● PASSAGE:
Annie Nathan Meyer

Annie Nathan Meyer (February 19, 1867September 23, 1951) was an American author and promoter of the higher education of women.

Born in New York City,the daughter of Annie August and Robert Weeks Nathan, the Nathans are of America's colonial era Sephardic families. She married Alfred Meyer, a prominent physician and a cousin.

Within weeks of her wedding, Meyer began organizing a committee to found a women's college at Columbia and provide for young women the opportunity for an education that she herself had not enjoyed. Meyer understood that the idea was nothing without funding, and created a committee of fifty prominent New Yorkers to willing to support the projected college. She overcame the opposition of the Columbia trustees with a brilliant maneuver: she named the college after F.A.P. Barnard, Columbia's recently deceased president. The college Meyer founded, Barnard College, is (one of the Seven Sisters) and ranks today as one of America's most elite colleges.

● MATERIAL PROVIDED:

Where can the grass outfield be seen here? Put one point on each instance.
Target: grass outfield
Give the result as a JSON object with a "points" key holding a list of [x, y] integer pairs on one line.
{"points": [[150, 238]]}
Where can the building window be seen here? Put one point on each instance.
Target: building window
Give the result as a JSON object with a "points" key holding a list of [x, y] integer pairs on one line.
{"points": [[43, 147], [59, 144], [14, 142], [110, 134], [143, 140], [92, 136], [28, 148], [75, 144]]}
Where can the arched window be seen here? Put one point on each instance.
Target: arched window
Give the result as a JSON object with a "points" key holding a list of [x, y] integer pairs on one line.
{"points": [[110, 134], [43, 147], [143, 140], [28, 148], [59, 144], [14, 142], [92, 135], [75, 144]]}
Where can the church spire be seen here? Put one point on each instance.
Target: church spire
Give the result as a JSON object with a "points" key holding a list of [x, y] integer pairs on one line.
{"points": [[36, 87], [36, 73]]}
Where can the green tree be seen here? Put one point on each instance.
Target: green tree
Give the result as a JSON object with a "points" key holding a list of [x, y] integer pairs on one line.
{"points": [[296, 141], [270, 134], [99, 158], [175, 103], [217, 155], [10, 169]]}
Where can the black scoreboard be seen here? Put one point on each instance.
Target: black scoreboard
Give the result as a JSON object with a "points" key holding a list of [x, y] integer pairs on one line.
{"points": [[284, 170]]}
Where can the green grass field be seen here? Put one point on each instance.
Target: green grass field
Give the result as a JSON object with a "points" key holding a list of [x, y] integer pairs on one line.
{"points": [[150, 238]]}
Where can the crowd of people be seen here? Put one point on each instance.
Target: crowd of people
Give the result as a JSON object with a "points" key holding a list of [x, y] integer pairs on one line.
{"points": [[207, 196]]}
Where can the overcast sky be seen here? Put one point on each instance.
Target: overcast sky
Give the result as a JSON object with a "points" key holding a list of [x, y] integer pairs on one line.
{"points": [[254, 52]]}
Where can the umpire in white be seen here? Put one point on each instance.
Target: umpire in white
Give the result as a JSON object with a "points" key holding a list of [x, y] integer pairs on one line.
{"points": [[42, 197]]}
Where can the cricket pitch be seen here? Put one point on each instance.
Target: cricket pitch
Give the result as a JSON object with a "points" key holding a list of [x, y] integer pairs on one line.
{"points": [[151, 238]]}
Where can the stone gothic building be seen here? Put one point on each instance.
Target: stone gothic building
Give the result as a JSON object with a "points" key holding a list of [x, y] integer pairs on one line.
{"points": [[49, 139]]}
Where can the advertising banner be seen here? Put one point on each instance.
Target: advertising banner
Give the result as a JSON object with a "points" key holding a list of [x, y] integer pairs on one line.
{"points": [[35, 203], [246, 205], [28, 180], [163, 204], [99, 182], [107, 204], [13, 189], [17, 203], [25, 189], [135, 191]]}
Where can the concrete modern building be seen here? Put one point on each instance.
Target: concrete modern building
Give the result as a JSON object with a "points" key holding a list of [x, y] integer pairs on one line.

● WHAT TO PRODUCE: In the passage on Annie Nathan Meyer, rename "committee" to "commission" in everything from "Born in New" down to "most elite colleges.", and write out that stretch again with the change.

● PROBLEM SOLUTION:
Born in New York City,the daughter of Annie August and Robert Weeks Nathan, the Nathans are of America's colonial era Sephardic families. She married Alfred Meyer, a prominent physician and a cousin.

Within weeks of her wedding, Meyer began organizing a commission to found a women's college at Columbia and provide for young women the opportunity for an education that she herself had not enjoyed. Meyer understood that the idea was nothing without funding, and created a commission of fifty prominent New Yorkers to willing to support the projected college. She overcame the opposition of the Columbia trustees with a brilliant maneuver: she named the college after F.A.P. Barnard, Columbia's recently deceased president. The college Meyer founded, Barnard College, is (one of the Seven Sisters) and ranks today as one of America's most elite colleges.